▶ **READING PASSAGE**:
▶
SOT-23 Pin-Out: base and emitter are inverted

hey stop, something ambiguous here, let’s check more deeply

I believe that this( yours ) inner voice is there now, and that the next time that you will start modifying anything you will probably hear it screaming… :slight_smile:

If not all, then surely most of every PCB designer has been in your position at least once.

70+ posts, on a topic for a 3pin symbol, seems really funny to me now, honestly.

Headache for the library maintainers. For sure. Maybe not immediately, but at some point will do.

Once again, we( librarians ) are trying to keep the official libraries production ready.

When you are modifying things, you ought to check for breakage.

You also ought to verify “third” party content when you choose to make use of that.

We decided that( for our sanity )we will push some flexibility over to the symbol side.

I mean, it’s not a great issue to have both of them.
◀
▶ **TASK PROMPT**:
Resume the forum post about the SOT-23 pin-out after its last sentence, writing a few more sentences in the same voice.

▶ **SUPPLIED MATERIAL**:
▶
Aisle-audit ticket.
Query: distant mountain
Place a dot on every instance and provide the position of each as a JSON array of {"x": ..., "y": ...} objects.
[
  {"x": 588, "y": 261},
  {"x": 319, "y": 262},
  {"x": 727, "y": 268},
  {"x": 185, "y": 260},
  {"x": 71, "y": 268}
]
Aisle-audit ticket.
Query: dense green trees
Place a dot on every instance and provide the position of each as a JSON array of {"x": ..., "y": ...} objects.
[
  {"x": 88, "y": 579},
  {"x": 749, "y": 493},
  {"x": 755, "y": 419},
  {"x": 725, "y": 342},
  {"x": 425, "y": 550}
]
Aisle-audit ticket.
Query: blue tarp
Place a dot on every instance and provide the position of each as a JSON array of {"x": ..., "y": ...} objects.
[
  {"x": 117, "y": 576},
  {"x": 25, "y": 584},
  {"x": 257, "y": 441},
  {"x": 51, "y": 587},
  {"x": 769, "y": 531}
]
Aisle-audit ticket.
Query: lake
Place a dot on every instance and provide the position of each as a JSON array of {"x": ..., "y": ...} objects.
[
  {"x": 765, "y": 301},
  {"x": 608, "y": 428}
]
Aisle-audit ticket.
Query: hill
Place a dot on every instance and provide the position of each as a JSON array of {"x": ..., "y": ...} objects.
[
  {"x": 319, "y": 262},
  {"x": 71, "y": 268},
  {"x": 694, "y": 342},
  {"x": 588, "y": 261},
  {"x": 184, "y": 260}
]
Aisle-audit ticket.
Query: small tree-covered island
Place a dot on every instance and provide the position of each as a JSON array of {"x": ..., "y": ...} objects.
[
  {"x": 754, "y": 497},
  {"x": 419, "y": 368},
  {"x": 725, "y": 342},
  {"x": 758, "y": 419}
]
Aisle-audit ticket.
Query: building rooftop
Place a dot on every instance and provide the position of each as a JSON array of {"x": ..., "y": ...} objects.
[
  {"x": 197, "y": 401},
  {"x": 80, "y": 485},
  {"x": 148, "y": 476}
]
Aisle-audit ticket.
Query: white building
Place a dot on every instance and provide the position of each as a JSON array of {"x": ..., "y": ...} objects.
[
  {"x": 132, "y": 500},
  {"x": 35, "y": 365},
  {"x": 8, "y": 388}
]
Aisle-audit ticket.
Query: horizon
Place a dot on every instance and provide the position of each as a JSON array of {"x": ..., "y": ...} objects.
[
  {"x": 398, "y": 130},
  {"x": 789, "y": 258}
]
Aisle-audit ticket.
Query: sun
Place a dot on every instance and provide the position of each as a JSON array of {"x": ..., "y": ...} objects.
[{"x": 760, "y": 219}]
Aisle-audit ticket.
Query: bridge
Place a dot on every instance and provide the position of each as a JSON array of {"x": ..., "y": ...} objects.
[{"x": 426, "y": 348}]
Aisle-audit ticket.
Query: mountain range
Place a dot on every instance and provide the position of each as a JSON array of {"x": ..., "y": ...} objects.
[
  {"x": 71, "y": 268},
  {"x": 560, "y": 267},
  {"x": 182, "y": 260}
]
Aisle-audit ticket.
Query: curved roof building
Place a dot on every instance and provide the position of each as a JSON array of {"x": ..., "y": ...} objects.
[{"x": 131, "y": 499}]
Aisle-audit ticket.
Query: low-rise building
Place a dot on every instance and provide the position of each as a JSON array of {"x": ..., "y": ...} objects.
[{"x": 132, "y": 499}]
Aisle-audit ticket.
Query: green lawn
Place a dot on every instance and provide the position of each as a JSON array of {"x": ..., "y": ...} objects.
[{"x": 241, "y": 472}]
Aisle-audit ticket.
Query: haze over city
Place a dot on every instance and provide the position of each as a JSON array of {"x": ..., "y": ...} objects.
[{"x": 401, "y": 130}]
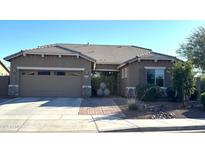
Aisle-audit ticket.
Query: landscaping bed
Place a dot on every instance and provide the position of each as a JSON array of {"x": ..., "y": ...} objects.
[{"x": 161, "y": 110}]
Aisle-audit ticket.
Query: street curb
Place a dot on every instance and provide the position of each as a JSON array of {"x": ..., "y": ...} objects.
[{"x": 156, "y": 129}]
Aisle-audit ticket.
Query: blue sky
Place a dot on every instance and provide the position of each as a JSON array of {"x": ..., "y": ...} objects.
[{"x": 160, "y": 36}]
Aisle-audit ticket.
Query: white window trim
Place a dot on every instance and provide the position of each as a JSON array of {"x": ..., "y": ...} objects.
[
  {"x": 51, "y": 68},
  {"x": 126, "y": 72}
]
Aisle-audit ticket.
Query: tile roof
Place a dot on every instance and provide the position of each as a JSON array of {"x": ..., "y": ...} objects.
[
  {"x": 102, "y": 54},
  {"x": 108, "y": 54}
]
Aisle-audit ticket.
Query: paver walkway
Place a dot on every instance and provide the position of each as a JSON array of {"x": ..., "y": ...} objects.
[{"x": 102, "y": 106}]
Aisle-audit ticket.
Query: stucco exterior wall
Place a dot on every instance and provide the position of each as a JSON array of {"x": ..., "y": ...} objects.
[
  {"x": 47, "y": 61},
  {"x": 106, "y": 66},
  {"x": 3, "y": 72},
  {"x": 4, "y": 81},
  {"x": 137, "y": 74}
]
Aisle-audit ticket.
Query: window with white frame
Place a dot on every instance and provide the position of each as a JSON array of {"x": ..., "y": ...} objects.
[
  {"x": 156, "y": 76},
  {"x": 124, "y": 73}
]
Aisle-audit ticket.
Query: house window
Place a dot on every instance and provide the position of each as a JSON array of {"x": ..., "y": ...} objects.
[
  {"x": 155, "y": 76},
  {"x": 59, "y": 73},
  {"x": 124, "y": 73},
  {"x": 44, "y": 73}
]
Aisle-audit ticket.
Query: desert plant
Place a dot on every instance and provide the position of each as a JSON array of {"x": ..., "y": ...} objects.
[
  {"x": 99, "y": 92},
  {"x": 203, "y": 99},
  {"x": 194, "y": 95},
  {"x": 106, "y": 92},
  {"x": 171, "y": 94},
  {"x": 183, "y": 79},
  {"x": 203, "y": 83},
  {"x": 132, "y": 105}
]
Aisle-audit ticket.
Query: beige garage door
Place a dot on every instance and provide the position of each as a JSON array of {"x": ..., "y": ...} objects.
[{"x": 50, "y": 83}]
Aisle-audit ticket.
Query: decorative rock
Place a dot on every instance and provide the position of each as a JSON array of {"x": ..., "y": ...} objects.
[
  {"x": 102, "y": 85},
  {"x": 99, "y": 92},
  {"x": 106, "y": 92}
]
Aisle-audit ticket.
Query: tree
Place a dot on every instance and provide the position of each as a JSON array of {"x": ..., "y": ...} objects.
[
  {"x": 194, "y": 48},
  {"x": 183, "y": 79}
]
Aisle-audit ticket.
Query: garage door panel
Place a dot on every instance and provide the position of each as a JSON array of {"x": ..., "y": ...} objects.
[{"x": 51, "y": 85}]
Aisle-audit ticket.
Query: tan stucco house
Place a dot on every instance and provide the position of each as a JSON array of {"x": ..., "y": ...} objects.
[
  {"x": 4, "y": 71},
  {"x": 66, "y": 69}
]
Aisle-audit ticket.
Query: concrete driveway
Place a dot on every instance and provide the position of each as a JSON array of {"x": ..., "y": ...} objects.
[{"x": 41, "y": 114}]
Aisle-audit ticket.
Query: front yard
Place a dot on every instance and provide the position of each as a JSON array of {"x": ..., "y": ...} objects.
[{"x": 161, "y": 110}]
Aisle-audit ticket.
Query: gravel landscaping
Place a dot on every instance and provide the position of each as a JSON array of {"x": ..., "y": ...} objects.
[{"x": 161, "y": 110}]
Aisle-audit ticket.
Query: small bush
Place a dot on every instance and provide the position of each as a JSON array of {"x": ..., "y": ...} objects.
[
  {"x": 148, "y": 92},
  {"x": 132, "y": 106},
  {"x": 194, "y": 95},
  {"x": 203, "y": 99}
]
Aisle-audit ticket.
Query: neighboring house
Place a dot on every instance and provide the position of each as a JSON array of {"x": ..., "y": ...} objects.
[
  {"x": 65, "y": 69},
  {"x": 4, "y": 71}
]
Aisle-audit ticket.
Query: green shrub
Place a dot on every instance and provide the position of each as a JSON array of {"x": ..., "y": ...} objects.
[
  {"x": 132, "y": 106},
  {"x": 203, "y": 84},
  {"x": 171, "y": 94},
  {"x": 108, "y": 80},
  {"x": 148, "y": 92},
  {"x": 194, "y": 95},
  {"x": 203, "y": 99}
]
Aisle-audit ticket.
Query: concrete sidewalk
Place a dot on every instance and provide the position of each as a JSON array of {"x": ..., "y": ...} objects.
[{"x": 93, "y": 123}]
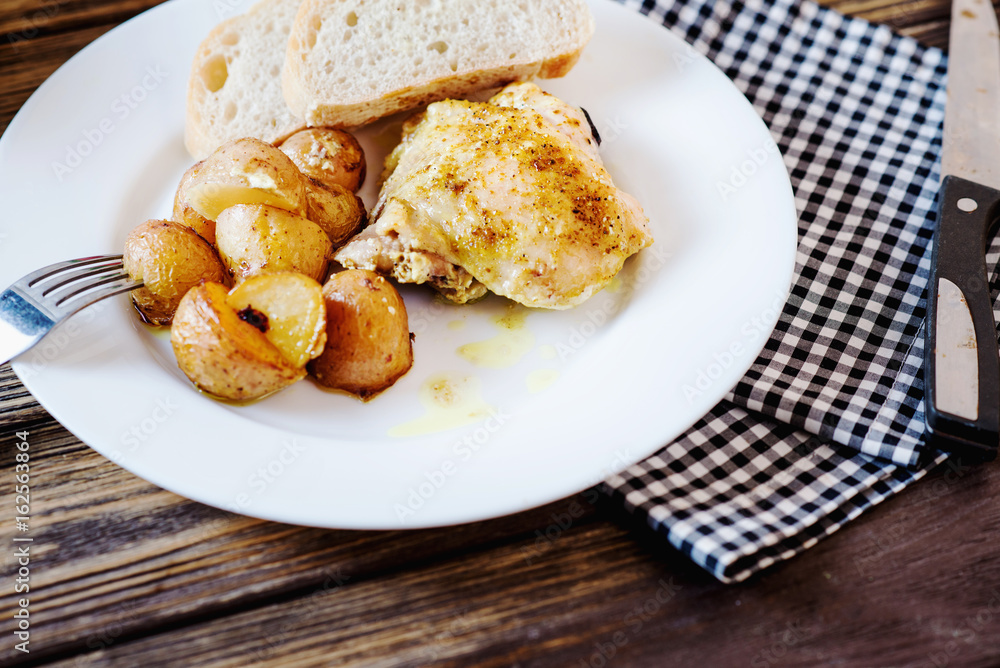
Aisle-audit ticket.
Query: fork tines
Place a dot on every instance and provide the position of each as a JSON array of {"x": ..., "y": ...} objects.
[{"x": 73, "y": 284}]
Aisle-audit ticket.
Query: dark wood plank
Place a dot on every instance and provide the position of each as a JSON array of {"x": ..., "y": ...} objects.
[
  {"x": 914, "y": 582},
  {"x": 106, "y": 541},
  {"x": 37, "y": 37},
  {"x": 143, "y": 576}
]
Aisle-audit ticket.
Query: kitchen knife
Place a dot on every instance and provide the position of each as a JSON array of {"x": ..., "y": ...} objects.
[{"x": 961, "y": 359}]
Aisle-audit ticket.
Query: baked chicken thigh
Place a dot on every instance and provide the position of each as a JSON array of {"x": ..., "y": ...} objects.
[{"x": 509, "y": 196}]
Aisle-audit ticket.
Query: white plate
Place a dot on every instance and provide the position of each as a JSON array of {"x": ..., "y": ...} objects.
[{"x": 98, "y": 149}]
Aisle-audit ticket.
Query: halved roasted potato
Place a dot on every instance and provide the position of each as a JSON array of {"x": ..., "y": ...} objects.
[
  {"x": 368, "y": 343},
  {"x": 337, "y": 210},
  {"x": 185, "y": 214},
  {"x": 332, "y": 157},
  {"x": 246, "y": 171},
  {"x": 254, "y": 238},
  {"x": 252, "y": 342},
  {"x": 170, "y": 259},
  {"x": 295, "y": 311}
]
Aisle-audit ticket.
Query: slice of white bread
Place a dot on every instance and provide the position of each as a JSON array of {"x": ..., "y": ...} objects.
[
  {"x": 350, "y": 62},
  {"x": 235, "y": 85}
]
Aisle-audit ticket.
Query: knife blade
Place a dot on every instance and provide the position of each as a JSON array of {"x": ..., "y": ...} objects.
[{"x": 962, "y": 359}]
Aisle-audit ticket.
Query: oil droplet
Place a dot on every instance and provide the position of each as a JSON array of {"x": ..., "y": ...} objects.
[
  {"x": 541, "y": 379},
  {"x": 451, "y": 400},
  {"x": 512, "y": 342},
  {"x": 548, "y": 352}
]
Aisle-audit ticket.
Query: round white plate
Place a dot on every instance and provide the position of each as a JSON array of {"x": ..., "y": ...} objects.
[{"x": 571, "y": 397}]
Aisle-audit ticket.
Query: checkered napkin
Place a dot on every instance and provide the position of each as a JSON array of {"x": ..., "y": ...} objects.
[{"x": 829, "y": 420}]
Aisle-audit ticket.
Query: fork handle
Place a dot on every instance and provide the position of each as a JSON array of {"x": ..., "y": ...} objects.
[{"x": 21, "y": 325}]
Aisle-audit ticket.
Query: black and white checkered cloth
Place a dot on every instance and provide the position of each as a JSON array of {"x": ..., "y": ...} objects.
[{"x": 829, "y": 420}]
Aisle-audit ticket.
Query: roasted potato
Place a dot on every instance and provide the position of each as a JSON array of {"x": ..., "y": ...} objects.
[
  {"x": 295, "y": 309},
  {"x": 254, "y": 238},
  {"x": 332, "y": 157},
  {"x": 185, "y": 214},
  {"x": 253, "y": 341},
  {"x": 337, "y": 210},
  {"x": 246, "y": 171},
  {"x": 368, "y": 343},
  {"x": 170, "y": 259}
]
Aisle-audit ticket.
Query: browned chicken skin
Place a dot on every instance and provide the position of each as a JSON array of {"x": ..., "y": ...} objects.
[{"x": 509, "y": 196}]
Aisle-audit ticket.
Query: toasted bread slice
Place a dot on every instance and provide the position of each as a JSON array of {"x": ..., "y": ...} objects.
[
  {"x": 350, "y": 62},
  {"x": 235, "y": 85}
]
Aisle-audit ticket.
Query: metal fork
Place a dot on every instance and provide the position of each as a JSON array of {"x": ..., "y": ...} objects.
[{"x": 32, "y": 306}]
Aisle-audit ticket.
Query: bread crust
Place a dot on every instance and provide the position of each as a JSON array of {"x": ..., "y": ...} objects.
[{"x": 301, "y": 84}]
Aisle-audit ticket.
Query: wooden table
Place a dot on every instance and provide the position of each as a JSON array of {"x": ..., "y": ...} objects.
[{"x": 123, "y": 573}]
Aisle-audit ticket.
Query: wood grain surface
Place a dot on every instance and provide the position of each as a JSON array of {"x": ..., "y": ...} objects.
[{"x": 126, "y": 574}]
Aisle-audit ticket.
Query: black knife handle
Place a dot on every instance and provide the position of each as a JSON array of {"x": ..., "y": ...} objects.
[{"x": 967, "y": 213}]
◀
▶ **THE RESPONSE**:
Maybe to you, but we are not that many people to afford introducing every possible variant in every possible way just because some manufacturers are making our “life” harder.

After all, KiCad’s library is a great great sample library for someone to start with.
It has bugs, known and unknown, it is getting better and better but not as fast as one might want.

I only have one solution. Get involved.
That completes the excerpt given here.